◆ **Task to complete**
Rewrite every one of the records below, swapping "keypoint" for "marker" wherever it occurs and leaving everything else unchanged.

◆ **Records for the exercise**
• • •
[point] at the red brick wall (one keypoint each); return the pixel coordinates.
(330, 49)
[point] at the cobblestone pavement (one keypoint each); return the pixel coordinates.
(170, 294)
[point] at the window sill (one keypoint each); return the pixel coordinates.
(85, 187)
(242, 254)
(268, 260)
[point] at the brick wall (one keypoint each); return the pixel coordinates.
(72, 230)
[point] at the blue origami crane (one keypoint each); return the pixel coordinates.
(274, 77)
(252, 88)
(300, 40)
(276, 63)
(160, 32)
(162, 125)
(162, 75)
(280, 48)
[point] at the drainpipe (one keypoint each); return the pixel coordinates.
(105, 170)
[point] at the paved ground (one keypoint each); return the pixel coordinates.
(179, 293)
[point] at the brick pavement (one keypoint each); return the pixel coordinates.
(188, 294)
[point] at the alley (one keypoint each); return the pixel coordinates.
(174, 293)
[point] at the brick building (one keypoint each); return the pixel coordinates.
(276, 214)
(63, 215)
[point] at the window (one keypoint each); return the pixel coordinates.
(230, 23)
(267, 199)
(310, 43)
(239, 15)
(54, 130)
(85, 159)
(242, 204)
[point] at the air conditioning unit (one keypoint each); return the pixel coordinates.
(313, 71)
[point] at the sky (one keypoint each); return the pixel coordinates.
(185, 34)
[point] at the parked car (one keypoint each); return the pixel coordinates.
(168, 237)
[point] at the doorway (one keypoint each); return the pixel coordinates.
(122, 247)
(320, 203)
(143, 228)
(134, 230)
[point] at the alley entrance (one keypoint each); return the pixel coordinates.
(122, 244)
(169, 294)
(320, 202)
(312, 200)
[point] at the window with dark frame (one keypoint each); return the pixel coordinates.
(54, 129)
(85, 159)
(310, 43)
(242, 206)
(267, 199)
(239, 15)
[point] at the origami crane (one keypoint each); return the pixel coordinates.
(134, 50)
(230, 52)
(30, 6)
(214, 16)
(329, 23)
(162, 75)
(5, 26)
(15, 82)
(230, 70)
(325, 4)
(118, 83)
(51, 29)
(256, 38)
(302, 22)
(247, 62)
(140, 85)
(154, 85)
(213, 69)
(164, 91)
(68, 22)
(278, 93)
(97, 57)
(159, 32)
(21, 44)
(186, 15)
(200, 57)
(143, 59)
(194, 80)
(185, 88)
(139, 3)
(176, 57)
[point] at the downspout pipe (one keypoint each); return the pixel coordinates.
• • •
◆ **Finished task**
[point] at the red brick wall (one marker each); return the pixel coordinates.
(330, 49)
[point] at the cobblestone pavement (one marker each); return the pixel coordinates.
(170, 294)
[point] at the window sill (one marker each); return the pixel coordinates.
(85, 187)
(242, 254)
(268, 260)
[point] at the brick wall (one marker each); return the pixel coordinates.
(72, 230)
[point] at the blue origami crane (one marker each); return the pixel coordinates.
(274, 77)
(252, 88)
(300, 40)
(276, 63)
(160, 32)
(162, 125)
(162, 75)
(280, 48)
[point] at the drainpipe (one marker each); return the pixel coordinates.
(105, 170)
[point] at the paved ground (one marker each); return the pixel coordinates.
(179, 293)
[point] at the brick pavement (one marker each); return the pixel coordinates.
(188, 294)
[point] at the alley (one marker each); return the pixel coordinates.
(174, 293)
[point] at the brick building (one marker each); return the pixel coordinates.
(276, 214)
(63, 215)
[point] at the window (one marker each); return the pixel coordinates.
(230, 23)
(267, 199)
(310, 43)
(239, 15)
(54, 130)
(85, 159)
(242, 204)
[point] at the air conditioning unit (one marker each); return the pixel coordinates.
(313, 71)
[point] at the sky (one marker each); return the pixel coordinates.
(185, 34)
[point] at the parked car (one marker each); return the pixel coordinates.
(168, 237)
[point] at the doorway (one marker each); return the pixel coordinates.
(122, 247)
(320, 203)
(143, 228)
(134, 230)
[point] at the alley entrance (one marker each); return the pixel coordinates.
(122, 244)
(169, 294)
(320, 202)
(312, 200)
[point] at the window with dark frame (one marker each); return the pixel coordinates.
(54, 129)
(85, 159)
(310, 43)
(242, 206)
(267, 199)
(239, 15)
[point] at the origami crane (one marker each); return the pixel coordinates.
(134, 50)
(230, 52)
(30, 6)
(214, 16)
(329, 23)
(162, 75)
(5, 26)
(15, 82)
(230, 70)
(325, 4)
(118, 83)
(51, 29)
(256, 38)
(302, 22)
(247, 62)
(140, 85)
(154, 85)
(213, 69)
(164, 91)
(68, 22)
(278, 93)
(97, 57)
(159, 32)
(21, 44)
(186, 15)
(200, 57)
(143, 59)
(194, 80)
(185, 88)
(139, 3)
(176, 57)
[point] at the downspout pipe (one marker each); return the pixel coordinates.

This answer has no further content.